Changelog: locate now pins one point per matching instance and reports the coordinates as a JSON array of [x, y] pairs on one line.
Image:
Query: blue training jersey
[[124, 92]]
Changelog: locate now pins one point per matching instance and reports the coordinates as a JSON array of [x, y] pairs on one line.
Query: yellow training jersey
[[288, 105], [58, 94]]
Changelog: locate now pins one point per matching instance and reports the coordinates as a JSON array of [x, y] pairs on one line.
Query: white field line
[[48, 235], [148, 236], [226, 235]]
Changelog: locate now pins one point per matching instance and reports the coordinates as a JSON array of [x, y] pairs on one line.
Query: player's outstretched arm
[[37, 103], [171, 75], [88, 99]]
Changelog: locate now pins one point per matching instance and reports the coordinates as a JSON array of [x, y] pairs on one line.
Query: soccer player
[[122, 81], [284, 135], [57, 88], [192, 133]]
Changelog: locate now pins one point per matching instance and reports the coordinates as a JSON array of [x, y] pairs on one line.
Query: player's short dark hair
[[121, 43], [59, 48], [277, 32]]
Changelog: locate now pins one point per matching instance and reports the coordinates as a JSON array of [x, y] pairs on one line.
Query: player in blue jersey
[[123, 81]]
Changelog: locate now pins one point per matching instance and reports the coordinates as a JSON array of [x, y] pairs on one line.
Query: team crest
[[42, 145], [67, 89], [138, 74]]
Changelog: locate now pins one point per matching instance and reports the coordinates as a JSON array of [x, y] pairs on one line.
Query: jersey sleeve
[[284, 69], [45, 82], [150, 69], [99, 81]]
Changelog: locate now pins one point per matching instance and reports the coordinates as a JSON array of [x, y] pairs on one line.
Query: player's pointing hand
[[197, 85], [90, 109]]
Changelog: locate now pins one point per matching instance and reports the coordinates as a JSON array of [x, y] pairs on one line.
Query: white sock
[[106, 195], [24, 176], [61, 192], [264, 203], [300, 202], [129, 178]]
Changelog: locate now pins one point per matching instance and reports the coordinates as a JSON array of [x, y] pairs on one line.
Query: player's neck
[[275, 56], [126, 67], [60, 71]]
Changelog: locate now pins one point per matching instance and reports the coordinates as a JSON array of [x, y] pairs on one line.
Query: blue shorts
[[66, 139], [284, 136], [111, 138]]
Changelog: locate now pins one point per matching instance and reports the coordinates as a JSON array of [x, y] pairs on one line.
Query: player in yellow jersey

++++

Action item: Restate every record exactly, leaving nothing out.

Completed exercise:
Changelog: locate now pins one point per matching instance and reports the coordinates as a JSON array of [x, y] pairs on one line.
Image:
Query: blue training jersey
[[124, 92]]
Changelog: locate now pins one point per matching instance and reports the coordinates as a JSON array of [x, y] pairs on one line.
Query: yellow training jersey
[[288, 105], [58, 94]]
Changelog: locate now pins one point per matching instance and reports the coordinates as a JSON array of [x, y] pairs on one line.
Query: white field line
[[48, 235], [148, 236], [226, 235]]
Changelog: locate now pins one point per matching instance and reports the coordinates as a JSON array of [x, y] pairs on one line.
Query: player's outstretched arm
[[37, 103], [171, 75], [88, 99]]
Changelog: locate now pins one point per matching instance and reports the coordinates as a JSON array of [x, y] pairs on one line.
Query: soccer player
[[122, 81], [284, 135], [57, 88], [192, 133]]
Changelog: locate now pins one point per matching instance and reports the coordinates as a JSON array of [x, y] pairs on one line.
Query: player's short dark hair
[[121, 43], [59, 48], [277, 32]]
Changelog: locate now pins one point per matching instance and reports the coordinates as a JSON array of [x, y] pairs on one line.
Query: player in blue jersey
[[123, 81]]
Changelog: locate now pins one point per matching instance and reports the coordinates as a JSON array of [x, y] pairs on one line.
Query: team crest
[[42, 145], [67, 89], [138, 74]]
Changelog: locate now pins one point per matching instance and reports the coordinates as a JSON array of [x, y] pairs on one line.
Query: jersey sleeve
[[284, 69], [45, 82], [150, 69], [99, 81]]
Changelog: locate now pins one point per matching instance and reports the coordinates as a JSON array of [x, y] pairs on one line.
Query: player's pointing hand
[[197, 85], [90, 109]]
Changelog: locate now pins one point per matching instance and reports the coordinates as a JSON array of [x, y] pairs on one line.
Query: white sock
[[106, 195], [24, 176], [61, 192], [264, 203], [300, 202], [129, 178]]
Changelog: locate now pins one point per matching instance and reports the coordinates as a JSON array of [x, y] pairs on one line.
Query: player's neck
[[275, 56], [126, 67], [60, 71]]
Changelog: locate now pins one point per matching instance and reports the coordinates as a JSON array of [x, y] pairs on one line.
Query: blue shorts
[[66, 139], [284, 136], [111, 138]]
Changelog: locate now pins one point per matching instance and reports the coordinates as a JSON array of [x, y] pairs on one line.
Query: player in yellow jersey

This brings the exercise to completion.